(RECORDS SHOWN Opens)

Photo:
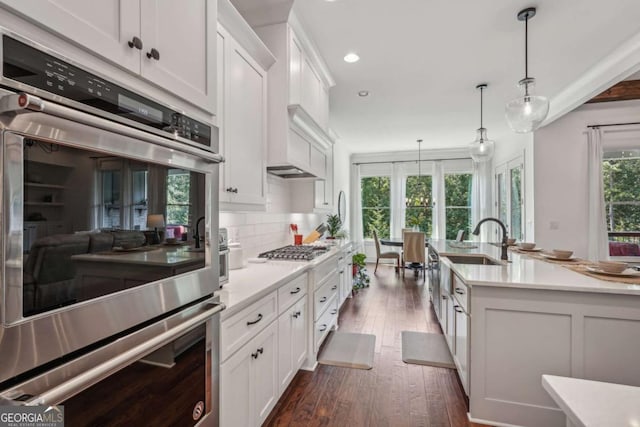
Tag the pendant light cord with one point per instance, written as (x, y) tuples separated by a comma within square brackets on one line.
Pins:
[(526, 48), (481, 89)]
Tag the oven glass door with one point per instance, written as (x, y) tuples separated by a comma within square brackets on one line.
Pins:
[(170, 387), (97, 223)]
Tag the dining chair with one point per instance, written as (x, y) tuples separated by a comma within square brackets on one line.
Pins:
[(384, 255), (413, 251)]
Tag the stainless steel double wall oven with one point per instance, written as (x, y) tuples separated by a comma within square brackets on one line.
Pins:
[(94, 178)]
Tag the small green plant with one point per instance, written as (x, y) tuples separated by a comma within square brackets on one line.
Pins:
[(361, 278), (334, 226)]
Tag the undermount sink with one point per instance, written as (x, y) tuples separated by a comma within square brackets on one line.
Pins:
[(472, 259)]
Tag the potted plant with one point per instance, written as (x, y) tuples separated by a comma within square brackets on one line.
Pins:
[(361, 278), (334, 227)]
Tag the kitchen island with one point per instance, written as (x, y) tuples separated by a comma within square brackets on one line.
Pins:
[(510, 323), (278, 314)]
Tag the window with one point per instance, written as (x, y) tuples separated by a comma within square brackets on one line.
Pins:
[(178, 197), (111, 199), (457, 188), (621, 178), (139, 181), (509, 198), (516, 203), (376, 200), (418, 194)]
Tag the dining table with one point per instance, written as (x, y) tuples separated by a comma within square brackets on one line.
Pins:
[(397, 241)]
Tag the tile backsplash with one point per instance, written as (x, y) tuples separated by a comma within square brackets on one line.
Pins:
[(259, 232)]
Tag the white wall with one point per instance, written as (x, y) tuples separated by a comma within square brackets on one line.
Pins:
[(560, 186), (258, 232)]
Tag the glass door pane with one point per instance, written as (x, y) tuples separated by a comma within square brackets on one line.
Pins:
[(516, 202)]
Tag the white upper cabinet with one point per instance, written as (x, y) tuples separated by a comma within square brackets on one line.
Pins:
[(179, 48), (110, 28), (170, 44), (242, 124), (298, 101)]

(RECORDS SHOWN Closes)
(RECORDS SHOWN Opens)

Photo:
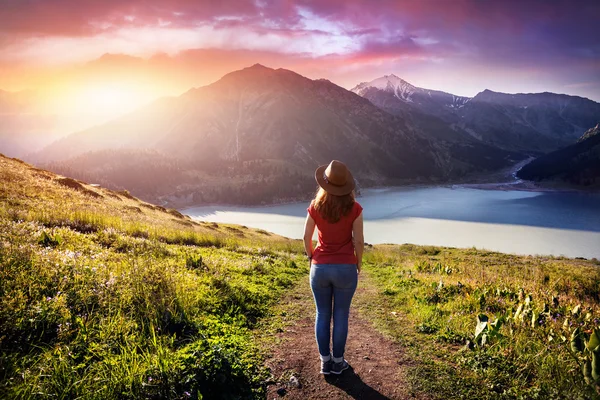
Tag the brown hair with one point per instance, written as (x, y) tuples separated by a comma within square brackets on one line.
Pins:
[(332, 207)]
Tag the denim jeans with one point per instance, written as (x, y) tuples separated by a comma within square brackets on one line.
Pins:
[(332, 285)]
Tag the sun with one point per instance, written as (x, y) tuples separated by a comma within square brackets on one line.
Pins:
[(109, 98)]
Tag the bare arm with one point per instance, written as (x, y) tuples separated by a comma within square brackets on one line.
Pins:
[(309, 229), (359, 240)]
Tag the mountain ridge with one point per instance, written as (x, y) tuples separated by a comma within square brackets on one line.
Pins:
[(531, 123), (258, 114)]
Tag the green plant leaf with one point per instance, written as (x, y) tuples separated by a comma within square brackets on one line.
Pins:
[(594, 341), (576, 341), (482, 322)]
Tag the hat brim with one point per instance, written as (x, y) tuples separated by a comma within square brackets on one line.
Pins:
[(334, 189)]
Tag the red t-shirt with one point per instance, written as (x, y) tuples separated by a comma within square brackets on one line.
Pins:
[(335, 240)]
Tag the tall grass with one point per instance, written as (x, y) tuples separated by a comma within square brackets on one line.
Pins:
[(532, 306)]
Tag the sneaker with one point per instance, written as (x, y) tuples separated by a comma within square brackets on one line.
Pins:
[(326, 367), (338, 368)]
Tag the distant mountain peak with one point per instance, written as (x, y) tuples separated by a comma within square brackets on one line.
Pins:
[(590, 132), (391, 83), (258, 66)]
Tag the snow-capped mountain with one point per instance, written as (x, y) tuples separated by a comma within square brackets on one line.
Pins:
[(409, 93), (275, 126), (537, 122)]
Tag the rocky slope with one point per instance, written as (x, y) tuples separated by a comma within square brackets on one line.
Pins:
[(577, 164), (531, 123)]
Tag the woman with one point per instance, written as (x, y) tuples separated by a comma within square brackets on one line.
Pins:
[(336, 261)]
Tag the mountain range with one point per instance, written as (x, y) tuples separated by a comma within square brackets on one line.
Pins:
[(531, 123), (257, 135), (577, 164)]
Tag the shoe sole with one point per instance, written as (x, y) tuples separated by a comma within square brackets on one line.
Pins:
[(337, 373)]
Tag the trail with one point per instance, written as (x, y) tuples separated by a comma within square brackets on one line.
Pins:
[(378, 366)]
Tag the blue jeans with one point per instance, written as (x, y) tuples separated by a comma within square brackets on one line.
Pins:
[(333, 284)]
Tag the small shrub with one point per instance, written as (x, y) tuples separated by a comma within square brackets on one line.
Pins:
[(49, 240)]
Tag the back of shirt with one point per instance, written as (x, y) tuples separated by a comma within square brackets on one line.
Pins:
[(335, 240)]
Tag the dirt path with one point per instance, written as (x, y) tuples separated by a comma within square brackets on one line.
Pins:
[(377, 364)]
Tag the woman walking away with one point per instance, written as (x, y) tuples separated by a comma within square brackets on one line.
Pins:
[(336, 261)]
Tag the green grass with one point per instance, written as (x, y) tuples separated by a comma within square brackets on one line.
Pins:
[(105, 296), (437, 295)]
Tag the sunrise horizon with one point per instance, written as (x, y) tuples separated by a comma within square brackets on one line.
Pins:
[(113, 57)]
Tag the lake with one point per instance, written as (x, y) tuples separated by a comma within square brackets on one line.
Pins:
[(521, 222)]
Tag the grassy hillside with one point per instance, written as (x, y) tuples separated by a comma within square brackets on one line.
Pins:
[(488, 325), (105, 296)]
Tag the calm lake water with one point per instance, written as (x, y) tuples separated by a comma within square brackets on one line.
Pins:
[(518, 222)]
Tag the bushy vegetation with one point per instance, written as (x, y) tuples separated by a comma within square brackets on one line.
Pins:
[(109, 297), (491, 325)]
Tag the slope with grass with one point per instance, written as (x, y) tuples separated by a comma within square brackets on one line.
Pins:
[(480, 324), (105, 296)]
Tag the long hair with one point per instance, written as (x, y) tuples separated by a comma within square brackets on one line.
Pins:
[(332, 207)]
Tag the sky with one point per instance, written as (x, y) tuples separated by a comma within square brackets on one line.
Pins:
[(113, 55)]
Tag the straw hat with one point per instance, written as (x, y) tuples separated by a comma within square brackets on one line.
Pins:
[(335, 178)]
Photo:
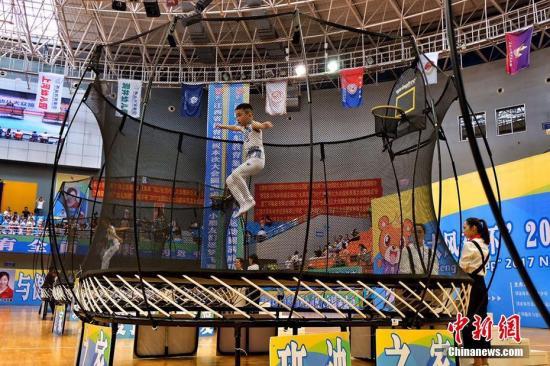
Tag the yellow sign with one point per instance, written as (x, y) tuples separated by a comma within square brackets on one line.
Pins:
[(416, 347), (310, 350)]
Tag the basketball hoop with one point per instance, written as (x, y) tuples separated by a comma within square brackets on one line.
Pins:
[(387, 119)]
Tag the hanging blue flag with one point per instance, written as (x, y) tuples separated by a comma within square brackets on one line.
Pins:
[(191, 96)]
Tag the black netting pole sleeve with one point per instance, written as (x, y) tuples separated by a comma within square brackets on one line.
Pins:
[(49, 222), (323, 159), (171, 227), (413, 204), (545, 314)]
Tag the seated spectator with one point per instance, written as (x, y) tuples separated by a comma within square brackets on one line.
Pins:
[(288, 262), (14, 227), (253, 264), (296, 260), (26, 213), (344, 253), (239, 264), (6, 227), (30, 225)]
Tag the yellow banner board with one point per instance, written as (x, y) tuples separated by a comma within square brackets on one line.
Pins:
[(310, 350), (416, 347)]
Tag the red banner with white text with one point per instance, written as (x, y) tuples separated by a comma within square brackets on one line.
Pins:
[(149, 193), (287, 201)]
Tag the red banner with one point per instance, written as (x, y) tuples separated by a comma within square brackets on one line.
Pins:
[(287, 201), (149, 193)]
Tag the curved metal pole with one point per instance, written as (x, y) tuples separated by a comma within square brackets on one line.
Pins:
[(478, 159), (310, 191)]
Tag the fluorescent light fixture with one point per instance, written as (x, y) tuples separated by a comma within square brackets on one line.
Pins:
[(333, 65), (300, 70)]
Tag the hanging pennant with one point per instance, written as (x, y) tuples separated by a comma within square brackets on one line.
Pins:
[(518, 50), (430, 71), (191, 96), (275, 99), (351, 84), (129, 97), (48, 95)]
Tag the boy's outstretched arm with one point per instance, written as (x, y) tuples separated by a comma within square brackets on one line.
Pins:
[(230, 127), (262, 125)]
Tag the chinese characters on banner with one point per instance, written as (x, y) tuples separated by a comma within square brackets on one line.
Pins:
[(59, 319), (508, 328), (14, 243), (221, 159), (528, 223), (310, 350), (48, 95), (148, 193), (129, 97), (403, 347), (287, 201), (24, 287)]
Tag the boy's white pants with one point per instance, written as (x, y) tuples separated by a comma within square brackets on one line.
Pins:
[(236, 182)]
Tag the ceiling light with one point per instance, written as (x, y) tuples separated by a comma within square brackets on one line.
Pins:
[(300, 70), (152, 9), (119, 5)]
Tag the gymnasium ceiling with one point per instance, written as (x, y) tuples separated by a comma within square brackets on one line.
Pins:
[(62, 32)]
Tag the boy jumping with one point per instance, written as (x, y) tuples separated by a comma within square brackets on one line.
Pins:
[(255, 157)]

(RECORDS SHOWN Closes)
(RECORDS SHOWN Opens)

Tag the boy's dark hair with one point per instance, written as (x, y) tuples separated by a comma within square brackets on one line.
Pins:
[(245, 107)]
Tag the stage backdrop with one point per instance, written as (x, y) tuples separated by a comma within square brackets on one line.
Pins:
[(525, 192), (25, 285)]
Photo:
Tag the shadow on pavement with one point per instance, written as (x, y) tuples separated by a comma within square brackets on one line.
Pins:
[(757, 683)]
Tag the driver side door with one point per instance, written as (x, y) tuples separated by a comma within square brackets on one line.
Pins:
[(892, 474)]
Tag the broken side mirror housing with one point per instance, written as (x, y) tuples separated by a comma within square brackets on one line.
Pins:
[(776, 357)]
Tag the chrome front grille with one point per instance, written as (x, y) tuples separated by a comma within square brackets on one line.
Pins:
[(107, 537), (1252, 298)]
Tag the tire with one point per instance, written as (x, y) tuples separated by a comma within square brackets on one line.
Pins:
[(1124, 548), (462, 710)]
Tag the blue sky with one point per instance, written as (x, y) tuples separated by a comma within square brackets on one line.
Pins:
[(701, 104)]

(RECORDS SHOWN Closes)

Nothing but a number is needed: tally the lines of the listing that contain "shirt".

2